**Written task**.
Please show each line of the records below that contains the word "pavement".
--- start of Provided entries ---
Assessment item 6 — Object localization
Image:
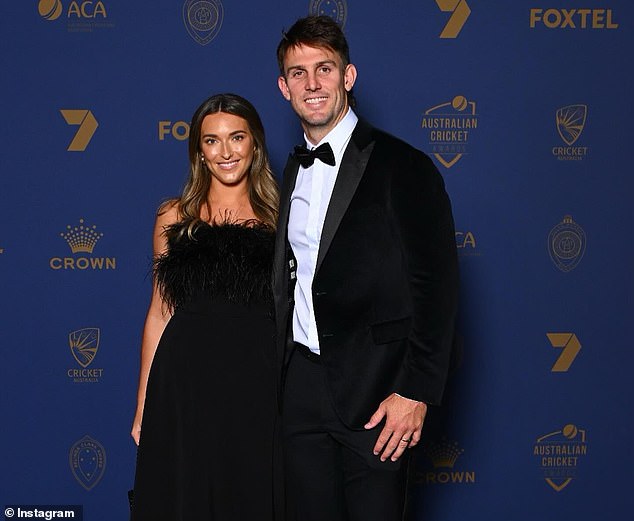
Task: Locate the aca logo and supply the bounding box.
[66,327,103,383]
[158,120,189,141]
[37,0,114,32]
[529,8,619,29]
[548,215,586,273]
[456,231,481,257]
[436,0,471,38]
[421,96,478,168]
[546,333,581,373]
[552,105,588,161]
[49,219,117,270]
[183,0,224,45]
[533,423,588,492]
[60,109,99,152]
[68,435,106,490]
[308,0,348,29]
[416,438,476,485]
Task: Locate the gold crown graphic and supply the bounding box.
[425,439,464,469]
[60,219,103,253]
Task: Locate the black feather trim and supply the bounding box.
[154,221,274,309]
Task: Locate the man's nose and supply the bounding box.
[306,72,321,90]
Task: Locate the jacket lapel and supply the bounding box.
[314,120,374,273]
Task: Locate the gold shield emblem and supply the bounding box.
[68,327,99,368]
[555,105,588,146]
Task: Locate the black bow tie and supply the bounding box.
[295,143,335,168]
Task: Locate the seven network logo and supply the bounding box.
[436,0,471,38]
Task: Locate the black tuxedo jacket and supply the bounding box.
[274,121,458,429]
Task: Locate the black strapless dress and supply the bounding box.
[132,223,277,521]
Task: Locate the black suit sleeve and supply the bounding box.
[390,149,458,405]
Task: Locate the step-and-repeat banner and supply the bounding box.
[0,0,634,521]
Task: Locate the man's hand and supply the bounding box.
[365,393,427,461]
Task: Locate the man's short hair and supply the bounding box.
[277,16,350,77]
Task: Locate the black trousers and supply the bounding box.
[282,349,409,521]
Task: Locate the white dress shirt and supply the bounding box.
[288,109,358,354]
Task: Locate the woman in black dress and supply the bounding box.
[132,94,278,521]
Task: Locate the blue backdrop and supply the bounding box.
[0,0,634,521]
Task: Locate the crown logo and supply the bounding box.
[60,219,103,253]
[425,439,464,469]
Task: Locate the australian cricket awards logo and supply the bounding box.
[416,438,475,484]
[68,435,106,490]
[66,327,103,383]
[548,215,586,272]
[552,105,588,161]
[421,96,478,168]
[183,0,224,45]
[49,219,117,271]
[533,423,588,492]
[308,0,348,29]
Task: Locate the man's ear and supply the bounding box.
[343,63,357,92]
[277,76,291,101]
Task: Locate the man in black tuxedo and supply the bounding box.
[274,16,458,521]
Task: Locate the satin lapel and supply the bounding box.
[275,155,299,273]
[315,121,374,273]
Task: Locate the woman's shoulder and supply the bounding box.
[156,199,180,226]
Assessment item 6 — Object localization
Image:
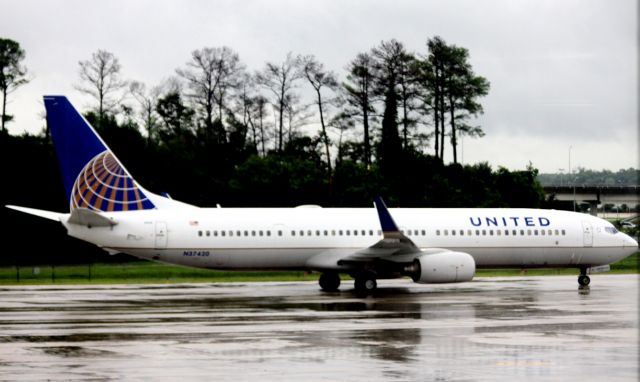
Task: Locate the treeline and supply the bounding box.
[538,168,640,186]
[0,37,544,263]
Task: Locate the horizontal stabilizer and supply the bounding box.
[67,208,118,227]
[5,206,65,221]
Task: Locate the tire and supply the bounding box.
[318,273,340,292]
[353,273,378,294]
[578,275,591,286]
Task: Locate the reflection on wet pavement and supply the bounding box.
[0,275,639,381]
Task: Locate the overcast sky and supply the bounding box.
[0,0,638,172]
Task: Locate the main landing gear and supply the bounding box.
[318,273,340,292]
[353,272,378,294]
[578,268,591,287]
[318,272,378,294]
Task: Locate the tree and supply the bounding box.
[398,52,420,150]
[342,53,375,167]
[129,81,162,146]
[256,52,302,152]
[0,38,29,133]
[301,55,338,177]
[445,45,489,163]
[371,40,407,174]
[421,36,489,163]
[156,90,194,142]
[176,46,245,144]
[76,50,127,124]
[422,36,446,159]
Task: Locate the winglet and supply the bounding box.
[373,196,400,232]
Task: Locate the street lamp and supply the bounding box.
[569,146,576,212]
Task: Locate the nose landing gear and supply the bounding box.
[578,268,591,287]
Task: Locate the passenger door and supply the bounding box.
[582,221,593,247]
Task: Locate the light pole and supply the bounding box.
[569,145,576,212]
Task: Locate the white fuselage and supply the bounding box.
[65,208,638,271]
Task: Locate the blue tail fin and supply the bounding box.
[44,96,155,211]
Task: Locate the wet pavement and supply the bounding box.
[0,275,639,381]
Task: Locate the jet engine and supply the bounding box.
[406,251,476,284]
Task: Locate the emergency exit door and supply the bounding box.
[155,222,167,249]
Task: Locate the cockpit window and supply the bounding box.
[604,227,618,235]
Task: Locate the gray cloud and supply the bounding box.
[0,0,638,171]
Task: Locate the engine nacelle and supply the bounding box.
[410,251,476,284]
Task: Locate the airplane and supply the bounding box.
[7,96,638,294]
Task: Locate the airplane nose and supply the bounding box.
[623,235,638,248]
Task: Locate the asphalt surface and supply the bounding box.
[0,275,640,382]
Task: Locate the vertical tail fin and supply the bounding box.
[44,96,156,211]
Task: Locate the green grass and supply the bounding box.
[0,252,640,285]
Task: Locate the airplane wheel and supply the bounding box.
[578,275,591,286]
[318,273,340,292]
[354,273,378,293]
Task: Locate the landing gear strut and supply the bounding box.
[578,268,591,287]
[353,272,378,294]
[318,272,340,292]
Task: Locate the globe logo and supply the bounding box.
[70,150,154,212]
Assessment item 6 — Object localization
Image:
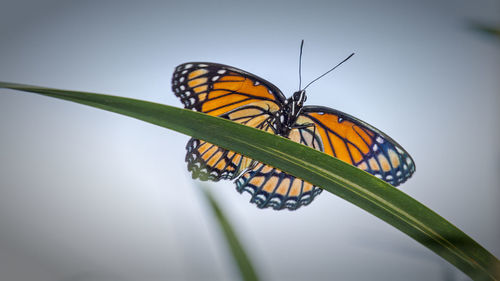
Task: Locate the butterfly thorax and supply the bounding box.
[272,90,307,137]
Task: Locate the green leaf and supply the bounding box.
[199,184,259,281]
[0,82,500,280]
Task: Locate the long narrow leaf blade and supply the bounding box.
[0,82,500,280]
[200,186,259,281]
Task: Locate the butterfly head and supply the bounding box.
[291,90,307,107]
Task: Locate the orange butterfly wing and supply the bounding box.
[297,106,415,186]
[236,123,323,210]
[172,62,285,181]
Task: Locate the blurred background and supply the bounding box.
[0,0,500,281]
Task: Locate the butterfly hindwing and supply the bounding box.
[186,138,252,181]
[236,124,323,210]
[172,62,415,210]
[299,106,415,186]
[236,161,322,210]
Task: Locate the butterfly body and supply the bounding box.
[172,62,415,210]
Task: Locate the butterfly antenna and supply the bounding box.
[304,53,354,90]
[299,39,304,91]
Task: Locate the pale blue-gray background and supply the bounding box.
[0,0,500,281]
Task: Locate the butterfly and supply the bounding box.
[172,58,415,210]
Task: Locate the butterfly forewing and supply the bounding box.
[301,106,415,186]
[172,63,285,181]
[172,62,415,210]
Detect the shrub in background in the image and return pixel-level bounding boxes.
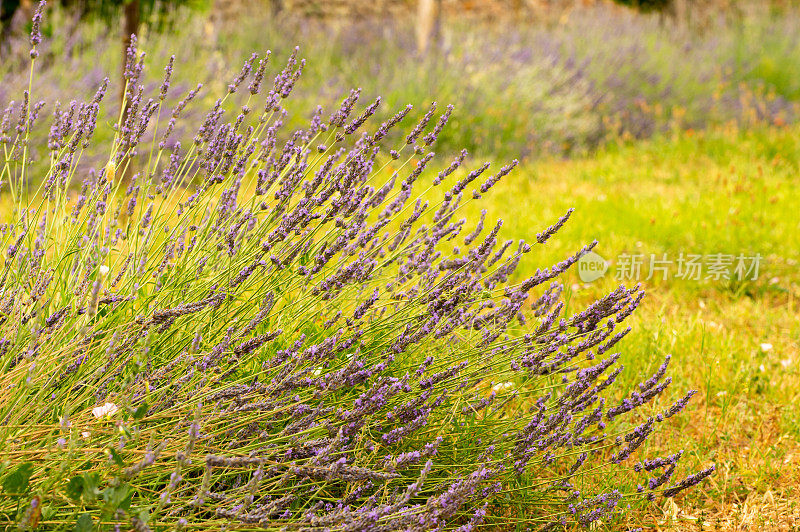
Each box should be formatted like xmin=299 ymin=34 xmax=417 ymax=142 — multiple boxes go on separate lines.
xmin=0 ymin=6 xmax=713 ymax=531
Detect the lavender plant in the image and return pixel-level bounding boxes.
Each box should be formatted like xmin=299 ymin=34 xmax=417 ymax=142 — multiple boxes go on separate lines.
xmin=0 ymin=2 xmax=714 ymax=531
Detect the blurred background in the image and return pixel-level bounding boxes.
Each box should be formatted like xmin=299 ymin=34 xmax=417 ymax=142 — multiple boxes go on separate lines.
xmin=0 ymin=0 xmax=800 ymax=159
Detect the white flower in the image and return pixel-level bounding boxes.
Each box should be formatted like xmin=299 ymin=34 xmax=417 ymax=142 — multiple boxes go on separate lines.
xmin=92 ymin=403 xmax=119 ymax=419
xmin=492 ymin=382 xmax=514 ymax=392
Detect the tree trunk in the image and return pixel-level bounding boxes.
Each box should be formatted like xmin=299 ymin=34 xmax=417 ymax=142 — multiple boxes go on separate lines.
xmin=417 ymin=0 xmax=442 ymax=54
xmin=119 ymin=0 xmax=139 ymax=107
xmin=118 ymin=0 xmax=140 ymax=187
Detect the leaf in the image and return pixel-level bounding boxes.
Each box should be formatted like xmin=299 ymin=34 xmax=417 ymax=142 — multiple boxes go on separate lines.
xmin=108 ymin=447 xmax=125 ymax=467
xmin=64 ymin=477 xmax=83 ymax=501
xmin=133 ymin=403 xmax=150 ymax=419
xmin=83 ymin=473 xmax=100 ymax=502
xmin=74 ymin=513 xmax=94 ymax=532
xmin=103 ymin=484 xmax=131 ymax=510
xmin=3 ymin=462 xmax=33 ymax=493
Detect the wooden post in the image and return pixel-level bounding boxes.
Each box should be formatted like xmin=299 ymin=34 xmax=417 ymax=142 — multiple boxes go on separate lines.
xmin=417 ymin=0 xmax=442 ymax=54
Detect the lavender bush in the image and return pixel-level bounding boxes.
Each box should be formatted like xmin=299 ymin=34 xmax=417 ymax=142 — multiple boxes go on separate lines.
--- end of Provided entries ---
--- start of Provided entries ---
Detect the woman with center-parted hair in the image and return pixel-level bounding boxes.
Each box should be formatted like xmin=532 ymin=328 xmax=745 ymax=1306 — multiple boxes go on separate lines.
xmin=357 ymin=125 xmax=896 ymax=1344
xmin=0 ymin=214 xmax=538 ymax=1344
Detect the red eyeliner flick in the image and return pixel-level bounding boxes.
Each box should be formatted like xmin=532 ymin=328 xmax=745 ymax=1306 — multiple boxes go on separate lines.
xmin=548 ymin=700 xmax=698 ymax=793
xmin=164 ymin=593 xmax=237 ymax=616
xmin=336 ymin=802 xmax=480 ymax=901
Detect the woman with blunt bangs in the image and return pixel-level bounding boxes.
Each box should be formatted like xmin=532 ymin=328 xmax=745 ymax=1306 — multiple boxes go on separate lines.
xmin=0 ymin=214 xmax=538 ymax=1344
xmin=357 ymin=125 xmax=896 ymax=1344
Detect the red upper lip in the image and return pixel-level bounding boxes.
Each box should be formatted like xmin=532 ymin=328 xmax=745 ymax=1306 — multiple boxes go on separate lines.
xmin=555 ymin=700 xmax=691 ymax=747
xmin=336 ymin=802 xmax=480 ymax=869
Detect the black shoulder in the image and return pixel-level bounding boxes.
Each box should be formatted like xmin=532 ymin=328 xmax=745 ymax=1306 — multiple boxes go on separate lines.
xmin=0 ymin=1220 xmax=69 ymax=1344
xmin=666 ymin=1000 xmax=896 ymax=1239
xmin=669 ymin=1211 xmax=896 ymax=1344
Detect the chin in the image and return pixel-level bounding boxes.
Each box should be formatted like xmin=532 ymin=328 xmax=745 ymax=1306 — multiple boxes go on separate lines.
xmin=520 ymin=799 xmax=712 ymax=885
--- end of Provided entries ---
--- start of Provided entries ---
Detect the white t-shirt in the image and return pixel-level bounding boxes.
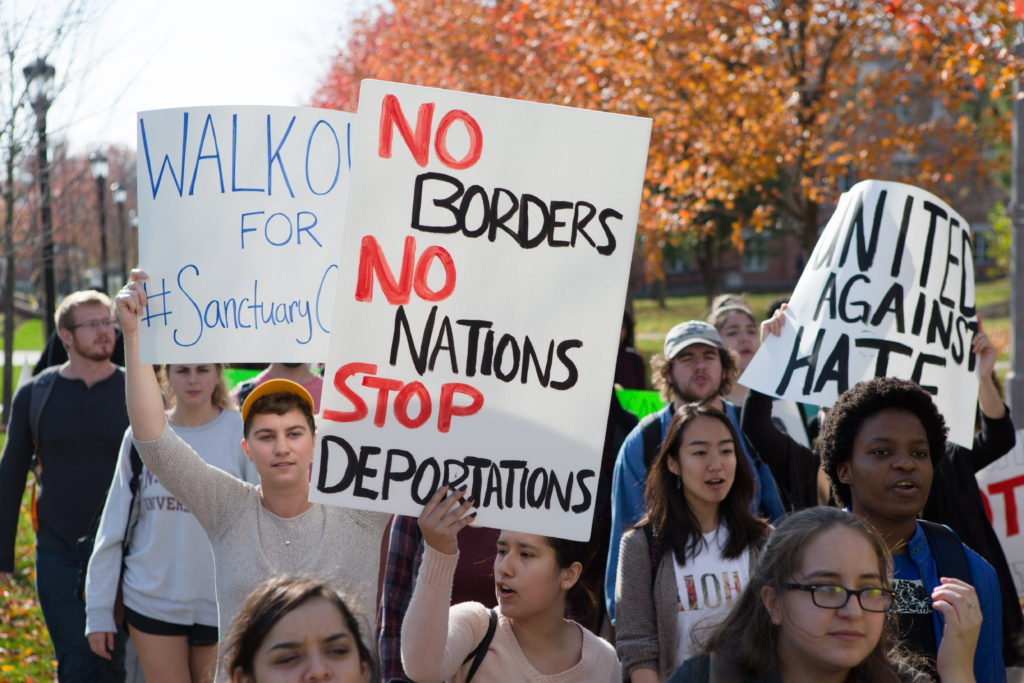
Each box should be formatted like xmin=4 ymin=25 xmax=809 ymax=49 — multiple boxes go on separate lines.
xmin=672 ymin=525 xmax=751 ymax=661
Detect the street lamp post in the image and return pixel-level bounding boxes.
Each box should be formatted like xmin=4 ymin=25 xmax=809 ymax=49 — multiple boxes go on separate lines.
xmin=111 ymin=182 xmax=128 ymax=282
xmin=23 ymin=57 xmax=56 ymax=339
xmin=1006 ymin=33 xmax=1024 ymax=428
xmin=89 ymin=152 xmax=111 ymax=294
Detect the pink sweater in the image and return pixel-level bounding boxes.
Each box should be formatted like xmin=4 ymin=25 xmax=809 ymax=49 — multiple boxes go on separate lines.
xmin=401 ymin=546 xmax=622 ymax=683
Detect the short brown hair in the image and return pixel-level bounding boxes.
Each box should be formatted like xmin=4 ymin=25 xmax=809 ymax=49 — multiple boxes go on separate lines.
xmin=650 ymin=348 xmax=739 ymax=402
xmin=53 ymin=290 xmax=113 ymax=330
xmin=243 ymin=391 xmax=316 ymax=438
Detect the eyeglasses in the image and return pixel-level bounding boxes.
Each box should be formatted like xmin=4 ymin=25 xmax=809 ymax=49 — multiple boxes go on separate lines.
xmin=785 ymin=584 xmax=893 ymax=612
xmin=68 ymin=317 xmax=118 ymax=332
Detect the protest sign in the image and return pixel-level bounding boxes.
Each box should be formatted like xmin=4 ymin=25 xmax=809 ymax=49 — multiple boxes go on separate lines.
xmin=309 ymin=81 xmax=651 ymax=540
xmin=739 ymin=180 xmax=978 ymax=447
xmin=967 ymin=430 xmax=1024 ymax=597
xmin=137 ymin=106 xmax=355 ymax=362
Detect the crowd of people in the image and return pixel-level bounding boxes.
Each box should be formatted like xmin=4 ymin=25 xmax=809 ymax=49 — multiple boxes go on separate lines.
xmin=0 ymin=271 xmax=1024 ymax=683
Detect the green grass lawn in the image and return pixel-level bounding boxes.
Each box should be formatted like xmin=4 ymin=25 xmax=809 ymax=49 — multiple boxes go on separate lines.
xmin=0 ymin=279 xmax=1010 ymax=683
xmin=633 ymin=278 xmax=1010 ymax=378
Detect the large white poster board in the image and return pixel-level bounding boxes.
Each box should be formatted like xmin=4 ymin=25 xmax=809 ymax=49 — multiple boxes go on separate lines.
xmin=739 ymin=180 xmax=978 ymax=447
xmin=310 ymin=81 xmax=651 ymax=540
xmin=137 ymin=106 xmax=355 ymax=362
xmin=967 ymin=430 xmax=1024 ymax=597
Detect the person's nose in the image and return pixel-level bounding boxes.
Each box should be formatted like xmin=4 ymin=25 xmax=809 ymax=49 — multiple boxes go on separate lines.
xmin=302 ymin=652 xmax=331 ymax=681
--- end of Provided entries ---
**Problem solution**.
Task: Locate the reflection on wet pavement and supply the bounding box.
Task: Locate the wet pavement and supply the bounding box.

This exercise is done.